=== Amaçlar ===
a) Kafkasya ile ilgili okuma parçasına göre Avrupalı devletler Rusya'nın neyini engelliyordu?
b) Okuma parçasında "Aynı zamanda eski" sözlerinden başlayıp "dağıtılmasını da istiyorlardı." sözlerine kadar uzanan bölümü hiç değiştirmeden yazınız.
c) Kafkasya ve Osmanlı Devleti konulu okuma parçasını son cümlesinden sonra sürdürünüz.

Çarlık Rusyası Kafkasya politikasını XX. yüzyılın başlarında da değiştirmedi. Ruslardan aldığı destekten faydalanan Ermeniler, Eçmiadzinin nüfuzunun ve biriktirilmiş büyük miktarda para sayesinde Kafkasya bölgesinde önemli bir yer aldılar. Devlet memurlarının çoğu Ermenilerden seçiliyordu, sanayi dallarında da genelde Ermeni burjuvaziler tarafından kontrol ediliyordu. Buna rağmen hem Çarlık, hem de Kafkasya’da egemenliğini kazanmaya çalışan Ermeniler Gürcülerin bölgesel önemini kabul ediyorlardı.

Osmanlı Devletine karşı Ermenileri kullanmaya çalışan Rusya, sıcak denizlere inmek için Anadolu’nun doğu bölgelerini ve Boğazları zapt etmek için elinden geleni yapıyordu. Fakat “Avrupa’nın Hasta Adamı” Osmanlı Devletinin Rusya’nın nüfuzuna girmesi Avrupalı devletlerin planlarına uymuyordu. Bu devletler Rusya’nın güneye ilerlemesini engelliyorlardı.

Aynı zamanda eski gücünü ve şöhretini kazanmaya çalışan Osmanlı İmparatorluğu, güçlü bir ordu kurulmasını ve kaybedilen toprakların geri alınmasını düşünüyordu. Osmanlı Devletinin hükümetine Jön Türklerin gelmesiyle beraber, Türklerin Kafkasya ve Orta Asya’da yaşayan Türk soylu milletlerine ve bu bölgelerdeki doğal zenginliklerine ilgisi arttı. Bu milletlerle sıkı bir ilişki kurmaya çalışan Jön Türkler, doğudan yeni güç ve servet almayı düşünmekle beraber, eski düşmanı Rus İmparatorluğu’nun güçsüzleştirilmesini ve dağıtılmasını da istiyorlardı.

=== Derlenen Malzeme ===
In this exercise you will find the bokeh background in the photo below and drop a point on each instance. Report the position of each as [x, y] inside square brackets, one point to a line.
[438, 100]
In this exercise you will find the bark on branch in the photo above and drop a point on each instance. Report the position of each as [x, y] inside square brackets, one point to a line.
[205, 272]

=== Görevlere Göre Cevaplar ===
a) Rusya'nın güneye ilerlemesini engelliyorlardı.

b)
Aynı zamanda eski gücünü ve şöhretini kazanmaya çalışan Osmanlı İmparatorluğu, güçlü bir ordu kurulmasını ve kaybedilen toprakların geri alınmasını düşünüyordu. Osmanlı Devletinin hükümetine Jön Türklerin gelmesiyle beraber, Türklerin Kafkasya ve Orta Asya’da yaşayan Türk soylu milletlerine ve bu bölgelerdeki doğal zenginliklerine ilgisi arttı. Bu milletlerle sıkı bir ilişki kurmaya çalışan Jön Türkler, doğudan yeni güç ve servet almayı düşünmekle beraber, eski düşmanı Rus İmparatorluğu’nun güçsüzleştirilmesini ve dağıtılmasını da istiyorlardı.

c)
Gürcüler, hem Jön Türklerin, hem Çarlık Rusya’nın Kafkasya politikasına karşıydılar ve her yolla Gürcü milletinin dağıtılmasını engelliyorlardı. Rus İmparatorluğu’na katılmasından hemen sonra Çarlığa karşı isyanların düzenlenmesiyle beraber, Gürcü aydınlar tüm engellere rağmen Hıristiyan ve Müslüman Gürcülerin birleşmesi için aktif faaliyetlere başladılar. Bununla beraber, Gürcü siyasetçiler Gürcistan’ın Rus İmparatorluğu’ndan ayrılmasını ya da 1783 Georgevsk Gürcü-Rus Antlaşmasına göre İmparatorluk içinde özerklik kazanması için de siyasi araçlar kullanmaktaydılar.

Ayrıca, bazı Gürcü radikal partiler Gürcistan’ın bağımsızlığına kavuşması için Avrupalı devletlerden hatta Osmanlı Devletinden yardım almaya çalışıyorlardı.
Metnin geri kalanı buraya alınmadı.